Cyberspazio: il luogo seducente della solitudine confortevole
Giorni fa il sociologo Zygmunt Bauman ha detto cose molto interessanti rilasciando un’intervista all’Espresso. “Internet rende possibili cose che prima erano impossibili. Potenzialmente, dà a tutti un comodo accesso a una sterminata quantità di informazioni: oggi abbiamo il mondo a portata di un dito. In più la Rete permette a chiunque di pubblicare un suo pensiero senza chiedere il permesso a nessuno: ciascuno è editore di se stesso, una cosa impensabile fino a pochi anni fa. Ma tutto questo – la facilità, la rapidità, la disintermediazione – porta con sé anche dei problemi. Ad esempio, quando lei esce di casa e si trova per strada, in un bar o su un autobus, interagisce volente o nolente con le persone più diverse, quelle che le piacciono e quelle che non le piacciono, quelle che la pensano come lei e quelle che la pensano in modo diverso: non può evitare il contatto e la contaminazione, è esposto alla necessità di affrontare la complessità del mondo. La complessità spesso non è un’esperienza piacevole e costringe a uno sforzo”. E l’incontro: l’altro che mi guarda e che io guardo, qualunque esso sia, matura perché, scomoda, costringe a chiedersene le ragioni.
Papa Francesco è arrivato a dire che la verità è un incontro.
Al contrario, internet permette, sostiene sempre lo studioso della società liquida, di non vedere e non incontrare chiunque sia diverso da te. Ecco perché la Rete è allo stesso tempo una medicina contro la solitudine – ci si sente connessi con il mondo – e un luogo di ‘confortevole solitudine’, dove ciascuno è chiuso nel suo network da cui può escludere chi è diverso ed eliminare tutto ciò che è meno piacevole”. Accanto a questa “confortevole solitudine”, c’è un altro aspetto che Bauman mette in rilievo pensando alle manifestazioni di piazza, alle primavere arabe mai diventate estati. E che chiama il carnevale della solidarietà.

(Dati di puntamento delle regioni)
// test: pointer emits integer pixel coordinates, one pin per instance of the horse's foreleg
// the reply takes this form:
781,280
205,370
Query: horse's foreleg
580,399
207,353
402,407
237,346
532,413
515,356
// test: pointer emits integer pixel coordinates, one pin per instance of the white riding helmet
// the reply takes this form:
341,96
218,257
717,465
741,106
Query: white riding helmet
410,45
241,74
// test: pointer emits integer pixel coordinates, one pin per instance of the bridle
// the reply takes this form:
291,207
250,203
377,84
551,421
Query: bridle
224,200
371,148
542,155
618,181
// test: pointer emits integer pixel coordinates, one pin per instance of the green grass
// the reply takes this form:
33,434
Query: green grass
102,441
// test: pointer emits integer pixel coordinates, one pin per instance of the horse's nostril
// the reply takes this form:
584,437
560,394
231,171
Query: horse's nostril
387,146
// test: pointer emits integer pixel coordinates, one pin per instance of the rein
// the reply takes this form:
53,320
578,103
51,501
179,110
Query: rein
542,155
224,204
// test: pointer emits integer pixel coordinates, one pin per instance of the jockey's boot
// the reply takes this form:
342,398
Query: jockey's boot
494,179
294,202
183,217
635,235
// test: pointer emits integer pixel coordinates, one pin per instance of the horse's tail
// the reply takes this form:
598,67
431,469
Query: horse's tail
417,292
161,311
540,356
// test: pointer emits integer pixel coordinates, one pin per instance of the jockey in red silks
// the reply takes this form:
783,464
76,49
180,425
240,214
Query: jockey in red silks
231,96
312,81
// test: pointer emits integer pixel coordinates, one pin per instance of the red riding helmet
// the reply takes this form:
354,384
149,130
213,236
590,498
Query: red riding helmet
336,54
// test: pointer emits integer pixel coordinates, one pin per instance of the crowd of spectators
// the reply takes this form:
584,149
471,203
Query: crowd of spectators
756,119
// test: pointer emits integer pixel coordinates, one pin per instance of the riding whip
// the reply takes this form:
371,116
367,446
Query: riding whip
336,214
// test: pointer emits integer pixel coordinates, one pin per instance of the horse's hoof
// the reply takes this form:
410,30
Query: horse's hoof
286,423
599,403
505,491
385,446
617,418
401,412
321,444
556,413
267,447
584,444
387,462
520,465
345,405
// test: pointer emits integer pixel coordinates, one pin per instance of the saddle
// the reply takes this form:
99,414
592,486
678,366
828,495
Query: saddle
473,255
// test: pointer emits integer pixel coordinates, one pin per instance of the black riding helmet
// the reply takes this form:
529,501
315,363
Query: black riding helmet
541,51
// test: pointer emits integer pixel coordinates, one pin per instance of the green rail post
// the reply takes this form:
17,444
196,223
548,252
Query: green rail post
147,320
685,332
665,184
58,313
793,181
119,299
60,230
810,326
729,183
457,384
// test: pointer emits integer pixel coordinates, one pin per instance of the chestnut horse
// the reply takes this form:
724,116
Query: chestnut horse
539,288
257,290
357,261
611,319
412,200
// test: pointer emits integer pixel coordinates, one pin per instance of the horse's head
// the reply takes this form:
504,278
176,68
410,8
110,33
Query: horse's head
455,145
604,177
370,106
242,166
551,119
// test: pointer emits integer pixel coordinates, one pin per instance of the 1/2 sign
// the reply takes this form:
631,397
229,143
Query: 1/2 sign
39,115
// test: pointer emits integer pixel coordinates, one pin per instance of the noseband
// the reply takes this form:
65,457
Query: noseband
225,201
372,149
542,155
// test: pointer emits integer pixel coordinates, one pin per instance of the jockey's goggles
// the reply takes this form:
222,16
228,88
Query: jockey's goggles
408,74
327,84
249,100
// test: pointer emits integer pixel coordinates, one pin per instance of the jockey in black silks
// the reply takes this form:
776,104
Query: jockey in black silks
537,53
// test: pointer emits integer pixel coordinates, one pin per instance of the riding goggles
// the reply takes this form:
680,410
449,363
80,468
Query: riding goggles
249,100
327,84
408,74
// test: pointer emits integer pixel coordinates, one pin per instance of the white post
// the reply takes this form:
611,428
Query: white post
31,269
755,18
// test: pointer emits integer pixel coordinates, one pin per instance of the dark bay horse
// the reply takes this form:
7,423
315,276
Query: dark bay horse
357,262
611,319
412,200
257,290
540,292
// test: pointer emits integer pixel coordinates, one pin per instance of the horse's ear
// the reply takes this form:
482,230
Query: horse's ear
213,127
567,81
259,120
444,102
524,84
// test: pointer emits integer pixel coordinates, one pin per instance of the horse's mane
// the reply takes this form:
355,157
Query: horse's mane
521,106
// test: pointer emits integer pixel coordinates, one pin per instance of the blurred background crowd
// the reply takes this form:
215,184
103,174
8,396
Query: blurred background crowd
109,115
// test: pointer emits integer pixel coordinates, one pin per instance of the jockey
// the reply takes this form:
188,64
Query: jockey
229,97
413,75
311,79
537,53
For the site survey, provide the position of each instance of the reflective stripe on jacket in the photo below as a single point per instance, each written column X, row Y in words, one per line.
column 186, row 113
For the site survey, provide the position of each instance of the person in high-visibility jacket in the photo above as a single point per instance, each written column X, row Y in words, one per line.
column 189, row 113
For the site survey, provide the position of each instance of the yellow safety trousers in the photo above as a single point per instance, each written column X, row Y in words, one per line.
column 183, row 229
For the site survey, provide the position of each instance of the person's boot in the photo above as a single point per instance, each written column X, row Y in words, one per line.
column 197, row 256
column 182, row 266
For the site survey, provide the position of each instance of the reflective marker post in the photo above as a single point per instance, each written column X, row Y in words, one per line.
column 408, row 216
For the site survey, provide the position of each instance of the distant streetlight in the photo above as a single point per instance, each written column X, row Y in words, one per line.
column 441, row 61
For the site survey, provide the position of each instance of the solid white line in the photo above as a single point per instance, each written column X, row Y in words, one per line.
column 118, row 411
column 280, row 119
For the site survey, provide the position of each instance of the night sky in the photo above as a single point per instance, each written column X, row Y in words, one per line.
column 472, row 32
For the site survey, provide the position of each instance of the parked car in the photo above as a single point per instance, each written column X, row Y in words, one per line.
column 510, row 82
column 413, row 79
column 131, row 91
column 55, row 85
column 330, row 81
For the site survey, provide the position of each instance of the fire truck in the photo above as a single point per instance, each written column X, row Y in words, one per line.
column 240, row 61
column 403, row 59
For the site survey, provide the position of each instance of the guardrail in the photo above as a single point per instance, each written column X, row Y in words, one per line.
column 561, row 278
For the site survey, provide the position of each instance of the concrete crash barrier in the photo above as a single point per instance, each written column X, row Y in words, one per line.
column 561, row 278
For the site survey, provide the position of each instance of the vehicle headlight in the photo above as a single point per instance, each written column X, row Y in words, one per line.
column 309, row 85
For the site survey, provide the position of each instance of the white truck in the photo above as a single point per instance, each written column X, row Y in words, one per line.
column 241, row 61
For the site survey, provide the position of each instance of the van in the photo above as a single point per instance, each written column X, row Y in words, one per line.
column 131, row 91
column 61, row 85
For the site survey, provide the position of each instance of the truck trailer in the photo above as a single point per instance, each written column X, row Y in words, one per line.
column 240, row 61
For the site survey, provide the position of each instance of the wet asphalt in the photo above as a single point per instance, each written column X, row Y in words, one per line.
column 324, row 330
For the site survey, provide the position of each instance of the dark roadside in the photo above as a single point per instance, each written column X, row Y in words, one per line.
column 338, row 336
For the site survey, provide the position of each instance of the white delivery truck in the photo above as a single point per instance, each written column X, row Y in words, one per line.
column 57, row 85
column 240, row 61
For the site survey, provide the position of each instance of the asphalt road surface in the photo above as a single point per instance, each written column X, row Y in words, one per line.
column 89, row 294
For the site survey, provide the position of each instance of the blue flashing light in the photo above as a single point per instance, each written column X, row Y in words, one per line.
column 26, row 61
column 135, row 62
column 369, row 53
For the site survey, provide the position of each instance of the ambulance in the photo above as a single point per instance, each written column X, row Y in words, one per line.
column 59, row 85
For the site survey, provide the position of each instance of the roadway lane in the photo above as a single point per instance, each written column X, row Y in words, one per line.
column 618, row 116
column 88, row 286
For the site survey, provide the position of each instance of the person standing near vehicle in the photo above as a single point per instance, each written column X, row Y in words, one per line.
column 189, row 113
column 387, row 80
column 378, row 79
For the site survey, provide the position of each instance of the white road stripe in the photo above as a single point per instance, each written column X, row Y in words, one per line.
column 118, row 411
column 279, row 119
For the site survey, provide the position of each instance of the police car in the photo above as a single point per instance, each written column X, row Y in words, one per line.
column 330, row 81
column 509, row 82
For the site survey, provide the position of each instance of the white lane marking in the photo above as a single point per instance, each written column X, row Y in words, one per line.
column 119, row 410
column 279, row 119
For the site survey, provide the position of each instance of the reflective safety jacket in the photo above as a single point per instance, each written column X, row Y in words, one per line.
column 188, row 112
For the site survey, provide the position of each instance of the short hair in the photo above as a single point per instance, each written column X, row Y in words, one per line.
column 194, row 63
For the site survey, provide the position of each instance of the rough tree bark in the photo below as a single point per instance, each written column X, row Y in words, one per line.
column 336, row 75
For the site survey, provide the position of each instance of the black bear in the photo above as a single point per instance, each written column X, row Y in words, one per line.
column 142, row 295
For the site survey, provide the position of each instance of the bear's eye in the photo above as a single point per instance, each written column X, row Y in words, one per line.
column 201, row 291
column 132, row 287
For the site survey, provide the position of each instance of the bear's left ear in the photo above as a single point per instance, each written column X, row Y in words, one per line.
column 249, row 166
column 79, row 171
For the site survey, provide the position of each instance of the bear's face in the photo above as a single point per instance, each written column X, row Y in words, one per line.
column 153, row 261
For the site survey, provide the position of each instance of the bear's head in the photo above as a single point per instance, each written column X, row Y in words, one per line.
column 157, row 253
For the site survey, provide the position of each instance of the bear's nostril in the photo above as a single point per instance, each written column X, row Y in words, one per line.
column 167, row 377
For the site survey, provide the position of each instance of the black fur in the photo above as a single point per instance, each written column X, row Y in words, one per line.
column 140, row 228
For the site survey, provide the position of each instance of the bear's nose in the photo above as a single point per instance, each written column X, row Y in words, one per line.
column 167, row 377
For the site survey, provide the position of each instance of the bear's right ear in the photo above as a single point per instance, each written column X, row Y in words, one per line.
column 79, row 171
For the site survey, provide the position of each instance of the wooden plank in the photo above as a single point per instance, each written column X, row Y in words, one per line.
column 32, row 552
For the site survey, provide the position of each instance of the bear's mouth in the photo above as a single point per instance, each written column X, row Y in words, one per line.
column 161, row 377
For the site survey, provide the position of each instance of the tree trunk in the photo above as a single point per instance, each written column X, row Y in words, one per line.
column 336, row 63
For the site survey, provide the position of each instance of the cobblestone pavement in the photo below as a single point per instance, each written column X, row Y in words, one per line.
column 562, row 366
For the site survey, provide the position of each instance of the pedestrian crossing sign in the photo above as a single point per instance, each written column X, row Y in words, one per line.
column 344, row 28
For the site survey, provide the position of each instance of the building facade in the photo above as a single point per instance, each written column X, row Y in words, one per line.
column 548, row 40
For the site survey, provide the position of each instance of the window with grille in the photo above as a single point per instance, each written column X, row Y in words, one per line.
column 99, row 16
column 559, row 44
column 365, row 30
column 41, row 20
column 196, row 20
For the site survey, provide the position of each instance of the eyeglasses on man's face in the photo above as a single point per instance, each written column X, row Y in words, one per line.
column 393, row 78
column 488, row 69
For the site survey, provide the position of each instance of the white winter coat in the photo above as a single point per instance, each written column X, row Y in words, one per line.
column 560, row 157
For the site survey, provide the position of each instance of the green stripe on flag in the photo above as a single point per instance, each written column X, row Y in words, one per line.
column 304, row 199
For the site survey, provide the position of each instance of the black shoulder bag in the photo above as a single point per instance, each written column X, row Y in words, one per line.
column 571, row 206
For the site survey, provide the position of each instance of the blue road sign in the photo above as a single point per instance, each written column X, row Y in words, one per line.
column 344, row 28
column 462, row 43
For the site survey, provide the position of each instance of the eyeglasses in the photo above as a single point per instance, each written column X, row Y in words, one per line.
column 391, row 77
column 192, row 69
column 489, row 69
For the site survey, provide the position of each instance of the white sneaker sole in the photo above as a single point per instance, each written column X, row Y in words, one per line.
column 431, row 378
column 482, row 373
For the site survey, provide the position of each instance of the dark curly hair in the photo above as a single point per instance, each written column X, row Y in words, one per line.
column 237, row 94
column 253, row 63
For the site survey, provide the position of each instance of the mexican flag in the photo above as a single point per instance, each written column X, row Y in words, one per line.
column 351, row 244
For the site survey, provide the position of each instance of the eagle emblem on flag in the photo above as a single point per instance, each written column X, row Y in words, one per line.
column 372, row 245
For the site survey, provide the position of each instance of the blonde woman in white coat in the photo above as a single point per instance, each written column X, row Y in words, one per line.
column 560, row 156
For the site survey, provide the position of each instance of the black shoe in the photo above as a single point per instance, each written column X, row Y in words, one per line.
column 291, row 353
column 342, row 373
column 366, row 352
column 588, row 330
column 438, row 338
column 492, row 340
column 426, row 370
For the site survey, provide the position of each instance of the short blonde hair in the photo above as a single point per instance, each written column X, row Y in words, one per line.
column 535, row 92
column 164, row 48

§ Compito A:
Riscrivi il passo dell'estratto da "Al contrario, internet" fino a "carnevale della solidarietà." compreso, cambiando "Bauman" in "il sociologo".
§ Compito B:
Riprendi il testo sul cyberspazio e la solitudine confortevole e proseguilo dopo la sua ultima frase.
Le righe non servono per svolgere il lavoro.

§ Risposta finale A:
Al contrario, internet permette, sostiene sempre lo studioso della società liquida, di non vedere e non incontrare chiunque sia diverso da te. Ecco perché la Rete è allo stesso tempo una medicina contro la solitudine – ci si sente connessi con il mondo – e un luogo di ‘confortevole solitudine’, dove ciascuno è chiuso nel suo network da cui può escludere chi è diverso ed eliminare tutto ciò che è meno piacevole”. Accanto a questa “confortevole solitudine”, c’è un altro aspetto che il sociologo mette in rilievo pensando alle manifestazioni di piazza, alle primavere arabe mai diventate estati. E che chiama il carnevale della solidarietà.

§ Risposta finale B:
“Le persone si scambiano reazioni emotive sui social network e magari da lì si organizzano per andare in piazza a protestare. Gridano tutti gli stessi slogan, ma in realtà ciascuno ha interessi diversi e aspettative deluse diverse. Poi si torna a casa contenti della fratellanza con gli altri che si è creata in piazza, ma è una solidarietà falsa. Io – dice il sociologo – la chiamo carnival solidarity perché mi ricorda appunto quegli eventi in cui per quattro o cinque giorni ci si mette la maschera, si canta e si balla insieme, fuoriuscendo per un tempo definito dall’ordine delle cose. Ecco, quelle proteste consentono l’esplosione collettiva di problemi diversi e istanze individuali per un arco di tempo breve, come a carnevale, ma la rabbia non si trasforma in un cambiamento condiviso».
Proprio questo universo liquido avrebbe bisogno di qualcosa di solido cui ancorarsi. Una roccia o una rupe, come quella che anelavano i popoli semitici abituati inizialmente ad essere nomadi e abitatori di deserti, eppure “particolarmente sensibili a quel punto di riferimento che era la grande formazione rocciosa stabile rispetto alla sabbia e alla polvere che il vento muoveva e disperdeva”.